═════ Texto de leitura
Madalena vive no Vale no Paraíba, onde nos anos 1930 grande propriedades cafeeiras faliram, transformando as cidades abastadas quase em localidades fantasmas. Ela se encontra presa à memória do marido sepultado no cemitério da cidade. Uma jovem fotógrafa chega à cidade e modifica o cotidiano do lugarejo.

Crítica

Histórias que só existem quando lembradas é a estreia de Julia Murat nos filmes de ficção, convidando o espectador a conhecer uma localidade perdida no interior do Brasil. Um lugar onde os habitantes, todos idosos, percorrem os mesmos caminhos, passam pela mesma rotina, dividem as refeições e a comunhão na decrépita igreja do vilarejo. É lá que encontramos a teimosa padeira Madalena (Sonia Guedes) e seu amigo, o não menos cabeça-dura Antonio (Luiz Serra), dono do armazém do lugar. Os dois passam pelo mesmo ritual diário, conversam sobre as mesmas coisas e chegam às mesmas conclusões de outrora. Isso até aparecer uma jovem andarilha, uma curiosa fotógrafa, que coloca aquela vila e seus habitantes em estado de alerta.

O roteiro de Histórias que só existem quando lembradas é de Julia Murat, Maria Clara Escobar e Felipe Sholl e se concentra, num primeiro momento, em nos mostrar a rotina daquela região, a vagareza dos habitantes, os costumes enraizados naquela gente. Passado isso, conhecemos Rita (Lisa E. Fávero), a fotógrafa, que chega pedindo pouso à Madalena – prometendo que ficaria ali por apenas uns dias. Uma relação de estranheza inicial surge, logo substituída por um respeito mútuo. Rita tira fotos do local e se mostra curiosa com os costumes daquele povo. Os habitantes da vila, por sua vez, a veem com certa hostilidade de início, mas logo se acostumam com aquela nova presença. A principal curiosidade de Rita é visitar o velho cemitério que, não se sabe por que, permanece sempre fechado. Logo, a jovem fotógrafa descobrirá o real motivo.

A temática da morte e da passagem do tempo são caras ao roteiro. Madalena, por exemplo, não vive sem lembrar-se do falecido marido, se dando ao trabalho de lhe escrever cartas que, óbvio, nunca serão entregues. Tudo levaria a crer que Madalena conta os minutos para que sua própria morte a leve para junto de seu amado Guilherme. No entanto, o passar do tempo e sua vida naquele vilarejo lhe mostram que o seu final pode estar muito longe. O contraste entre a juventude de Rita e o cansaço de Madalena é tocado pelo roteiro, que coloca aquelas duas mulheres dentro da mesma casa, apresentando alguns choques de geração.
══════════
═════ Dados armazenados
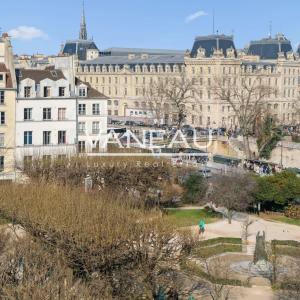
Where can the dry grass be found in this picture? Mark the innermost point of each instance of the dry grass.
(96, 234)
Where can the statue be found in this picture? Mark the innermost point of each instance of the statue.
(260, 248)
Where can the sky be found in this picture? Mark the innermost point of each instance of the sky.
(41, 26)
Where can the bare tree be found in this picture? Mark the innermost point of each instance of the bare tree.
(233, 192)
(172, 95)
(247, 95)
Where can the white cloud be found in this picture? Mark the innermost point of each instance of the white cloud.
(195, 16)
(27, 33)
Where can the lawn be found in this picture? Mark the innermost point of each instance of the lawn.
(280, 218)
(190, 217)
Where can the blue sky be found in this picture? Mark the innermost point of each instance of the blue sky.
(40, 26)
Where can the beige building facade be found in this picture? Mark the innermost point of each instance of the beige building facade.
(126, 79)
(8, 91)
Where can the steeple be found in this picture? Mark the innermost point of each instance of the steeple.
(83, 30)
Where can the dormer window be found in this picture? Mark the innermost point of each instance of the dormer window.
(2, 97)
(82, 92)
(27, 92)
(47, 91)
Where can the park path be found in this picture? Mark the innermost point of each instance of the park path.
(254, 293)
(273, 230)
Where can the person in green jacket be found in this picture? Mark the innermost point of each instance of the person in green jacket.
(201, 227)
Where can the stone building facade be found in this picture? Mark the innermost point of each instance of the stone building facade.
(8, 92)
(126, 79)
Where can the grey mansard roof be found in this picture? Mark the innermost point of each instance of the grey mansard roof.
(39, 75)
(115, 51)
(269, 48)
(211, 42)
(79, 47)
(137, 60)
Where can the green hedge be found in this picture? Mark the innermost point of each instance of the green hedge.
(205, 252)
(286, 243)
(219, 240)
(288, 251)
(193, 269)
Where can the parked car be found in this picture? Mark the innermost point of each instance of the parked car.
(205, 172)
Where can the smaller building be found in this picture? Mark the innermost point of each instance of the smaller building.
(270, 48)
(92, 119)
(8, 90)
(84, 48)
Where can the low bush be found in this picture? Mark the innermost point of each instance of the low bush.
(209, 251)
(286, 243)
(293, 211)
(194, 269)
(220, 240)
(194, 189)
(96, 234)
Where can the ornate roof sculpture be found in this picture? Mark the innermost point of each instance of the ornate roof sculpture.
(269, 48)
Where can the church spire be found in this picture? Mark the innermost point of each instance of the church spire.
(83, 30)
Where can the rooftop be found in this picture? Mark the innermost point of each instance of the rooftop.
(138, 59)
(211, 42)
(115, 51)
(39, 75)
(91, 92)
(3, 69)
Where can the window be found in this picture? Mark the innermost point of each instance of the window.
(2, 118)
(96, 109)
(46, 137)
(81, 109)
(62, 157)
(62, 137)
(27, 91)
(62, 114)
(27, 137)
(46, 159)
(81, 146)
(1, 163)
(2, 96)
(27, 160)
(47, 91)
(2, 142)
(61, 91)
(96, 127)
(27, 114)
(82, 92)
(46, 113)
(81, 128)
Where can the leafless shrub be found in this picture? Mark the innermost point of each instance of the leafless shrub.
(97, 237)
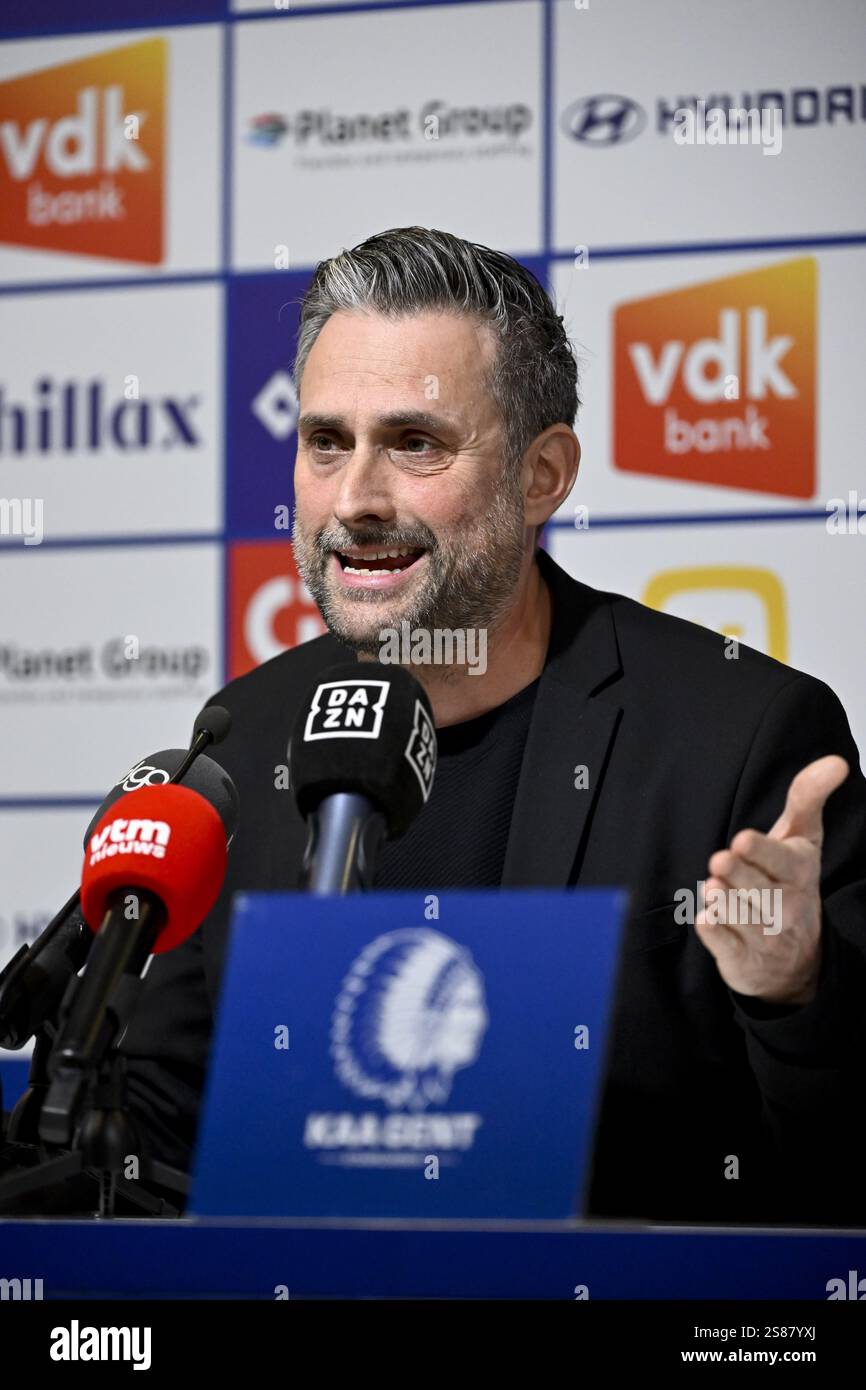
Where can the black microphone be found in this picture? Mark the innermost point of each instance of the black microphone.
(363, 756)
(34, 982)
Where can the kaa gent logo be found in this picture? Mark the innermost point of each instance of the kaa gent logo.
(409, 1015)
(346, 709)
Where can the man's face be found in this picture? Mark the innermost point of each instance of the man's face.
(399, 449)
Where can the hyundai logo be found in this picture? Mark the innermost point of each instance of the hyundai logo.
(603, 120)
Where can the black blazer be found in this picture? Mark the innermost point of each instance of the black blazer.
(684, 747)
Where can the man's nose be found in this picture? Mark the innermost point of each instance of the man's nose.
(362, 489)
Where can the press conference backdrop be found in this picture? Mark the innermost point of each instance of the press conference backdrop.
(170, 174)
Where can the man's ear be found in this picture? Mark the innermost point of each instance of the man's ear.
(551, 466)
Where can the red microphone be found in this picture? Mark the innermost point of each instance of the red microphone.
(157, 852)
(153, 870)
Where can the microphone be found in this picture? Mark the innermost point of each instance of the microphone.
(363, 756)
(153, 869)
(34, 982)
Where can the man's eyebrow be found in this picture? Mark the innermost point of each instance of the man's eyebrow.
(394, 420)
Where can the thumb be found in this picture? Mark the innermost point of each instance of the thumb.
(806, 797)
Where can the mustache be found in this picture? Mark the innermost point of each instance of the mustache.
(341, 538)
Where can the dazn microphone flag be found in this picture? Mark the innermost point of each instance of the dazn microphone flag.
(366, 729)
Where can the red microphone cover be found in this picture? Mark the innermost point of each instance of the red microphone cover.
(166, 840)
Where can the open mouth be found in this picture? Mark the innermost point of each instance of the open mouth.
(366, 563)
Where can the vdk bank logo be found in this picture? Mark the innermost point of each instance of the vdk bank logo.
(410, 1014)
(715, 384)
(82, 156)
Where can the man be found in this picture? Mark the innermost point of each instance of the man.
(603, 744)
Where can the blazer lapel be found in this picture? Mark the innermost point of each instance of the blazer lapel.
(569, 731)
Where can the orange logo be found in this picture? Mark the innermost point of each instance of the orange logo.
(740, 601)
(270, 608)
(81, 156)
(716, 382)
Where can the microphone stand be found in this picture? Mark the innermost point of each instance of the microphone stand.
(106, 1134)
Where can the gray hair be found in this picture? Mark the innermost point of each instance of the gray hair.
(413, 268)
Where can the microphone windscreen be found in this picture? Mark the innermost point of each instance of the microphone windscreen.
(205, 776)
(216, 720)
(163, 840)
(366, 727)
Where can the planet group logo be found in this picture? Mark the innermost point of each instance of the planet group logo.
(82, 156)
(716, 382)
(410, 1014)
(267, 129)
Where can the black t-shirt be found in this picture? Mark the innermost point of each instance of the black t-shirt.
(460, 836)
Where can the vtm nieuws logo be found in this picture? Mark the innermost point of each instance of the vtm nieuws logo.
(716, 382)
(82, 156)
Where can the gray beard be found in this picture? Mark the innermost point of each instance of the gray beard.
(471, 577)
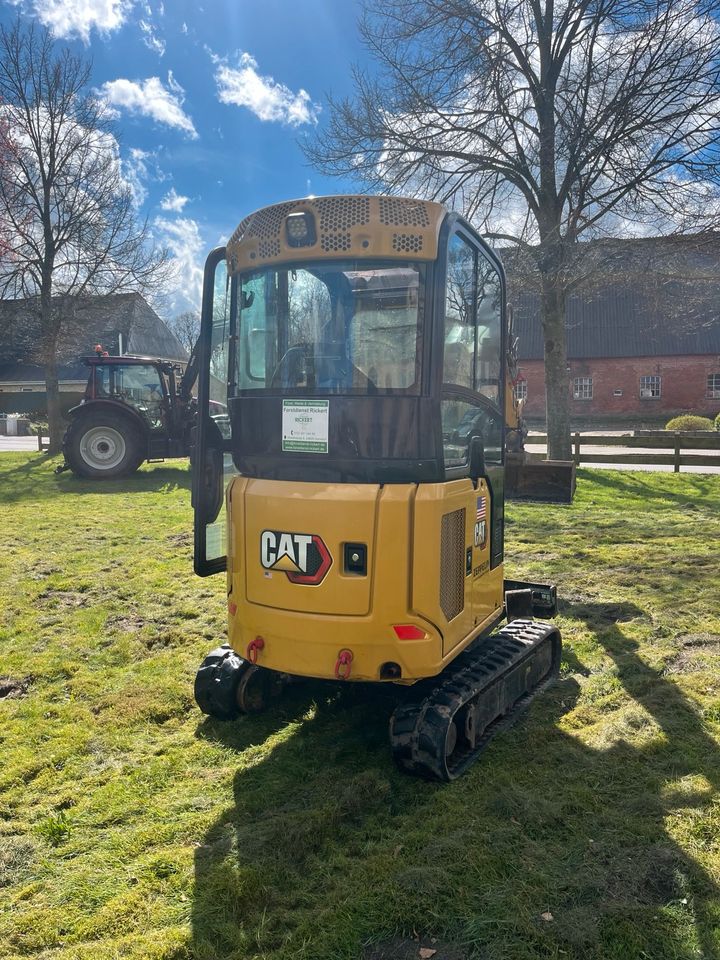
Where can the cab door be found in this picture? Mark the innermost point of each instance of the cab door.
(212, 464)
(471, 414)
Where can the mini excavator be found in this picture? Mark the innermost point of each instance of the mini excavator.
(349, 472)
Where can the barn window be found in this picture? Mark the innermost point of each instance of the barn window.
(650, 387)
(582, 388)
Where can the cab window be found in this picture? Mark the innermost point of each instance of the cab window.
(472, 361)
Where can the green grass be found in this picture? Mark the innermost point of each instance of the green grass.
(132, 827)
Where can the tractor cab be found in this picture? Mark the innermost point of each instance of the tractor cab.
(147, 386)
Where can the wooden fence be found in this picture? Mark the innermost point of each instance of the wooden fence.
(649, 442)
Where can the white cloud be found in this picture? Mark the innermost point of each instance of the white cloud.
(183, 240)
(173, 201)
(77, 18)
(245, 87)
(150, 38)
(150, 99)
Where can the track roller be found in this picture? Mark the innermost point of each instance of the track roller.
(227, 686)
(481, 693)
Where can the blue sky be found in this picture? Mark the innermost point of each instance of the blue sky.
(210, 101)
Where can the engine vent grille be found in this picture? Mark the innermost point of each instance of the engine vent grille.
(452, 563)
(407, 242)
(396, 212)
(335, 241)
(341, 213)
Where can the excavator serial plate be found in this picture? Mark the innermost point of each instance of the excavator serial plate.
(481, 693)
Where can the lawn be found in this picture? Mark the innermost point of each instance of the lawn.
(131, 826)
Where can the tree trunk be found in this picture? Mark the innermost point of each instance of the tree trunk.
(557, 394)
(55, 420)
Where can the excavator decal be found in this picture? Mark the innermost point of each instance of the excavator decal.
(303, 557)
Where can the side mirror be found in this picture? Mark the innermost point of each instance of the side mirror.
(208, 488)
(477, 458)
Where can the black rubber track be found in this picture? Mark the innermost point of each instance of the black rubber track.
(481, 693)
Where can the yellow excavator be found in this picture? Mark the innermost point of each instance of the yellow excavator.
(349, 472)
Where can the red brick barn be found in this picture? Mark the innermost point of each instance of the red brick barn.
(640, 349)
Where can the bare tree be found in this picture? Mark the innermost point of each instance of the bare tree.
(72, 225)
(186, 327)
(547, 122)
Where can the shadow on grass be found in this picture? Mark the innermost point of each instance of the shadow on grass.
(666, 878)
(32, 480)
(647, 488)
(307, 863)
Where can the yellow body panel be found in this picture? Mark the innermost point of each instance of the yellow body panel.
(304, 627)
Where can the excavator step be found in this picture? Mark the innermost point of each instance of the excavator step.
(481, 693)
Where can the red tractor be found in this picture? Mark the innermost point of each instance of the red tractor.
(134, 409)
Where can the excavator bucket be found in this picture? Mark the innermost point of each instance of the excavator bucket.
(550, 481)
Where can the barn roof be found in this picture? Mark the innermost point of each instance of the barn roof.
(652, 298)
(87, 321)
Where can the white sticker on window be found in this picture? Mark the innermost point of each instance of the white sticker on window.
(305, 426)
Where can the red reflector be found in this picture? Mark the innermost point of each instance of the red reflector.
(408, 631)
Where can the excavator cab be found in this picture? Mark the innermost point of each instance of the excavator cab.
(353, 487)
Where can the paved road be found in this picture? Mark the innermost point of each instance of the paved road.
(30, 443)
(653, 468)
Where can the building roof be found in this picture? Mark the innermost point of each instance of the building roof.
(655, 297)
(86, 322)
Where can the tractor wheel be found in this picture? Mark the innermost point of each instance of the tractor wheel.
(102, 445)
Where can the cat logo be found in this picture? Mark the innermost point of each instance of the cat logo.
(303, 557)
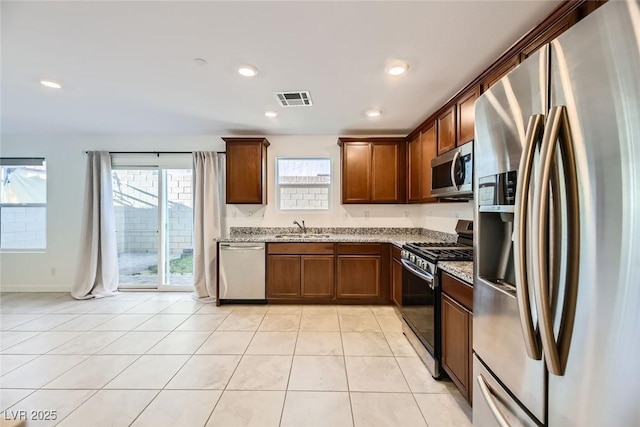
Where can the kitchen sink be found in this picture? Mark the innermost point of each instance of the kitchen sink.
(302, 236)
══════════
▸ **Objetivos**
1. Conte quantas linhas acima contêm a palavra "window" e responda apenas com o número.
2. Prossiga a crítica do filme Histórias que só existem quando lembradas a partir do ponto em que ela termina.

▸ **Respostas escritas**
1. 5

2.
O filme é bastante lento ao apresentar suas ideias, mas foi realizado deliberadamente desta forma. De que jeito teríamos a sensação do tempo morto em que vivem aqueles personagens não sendo em uma narrativa mais pausada? É bem verdade que o plot caberia em um curta-metragem. Mas se fosse o caso, não teríamos a mesma impressão daquela pasmaceira em um trabalho mais curto. Rita não demoraria para conquistar os habitantes daquela vila e não teríamos o mesmo sentimento de solidão que aqueles minutos silenciosos nos transmitem. É crucial para a narrativa de Histórias que só existem quando lembradas este tempo ao tempo dado por Julia Murat, para que as peças se encaixem de forma correta e coerente com a proposta.

Firmemente situado no gênero do realismo fantástico, bucólico e reflexivo, o longa-metragem de Julia Murat é um interessante primeiro trabalho de ficção da cineasta – profissional que deve ter aprendido alguma coisa ou outra com sua mãe, a excelente diretora Lucia Murat. Filme de fôlego, mas que, como já falado, requer uma paciência maior do espectador devido a lentidão da narrativa, Histórias que só existem quando lembradas pode até demorar para revelar seus segredos. Mas quando eles são descobertos, a trama faz com que o tempo investido tenha valido a pena.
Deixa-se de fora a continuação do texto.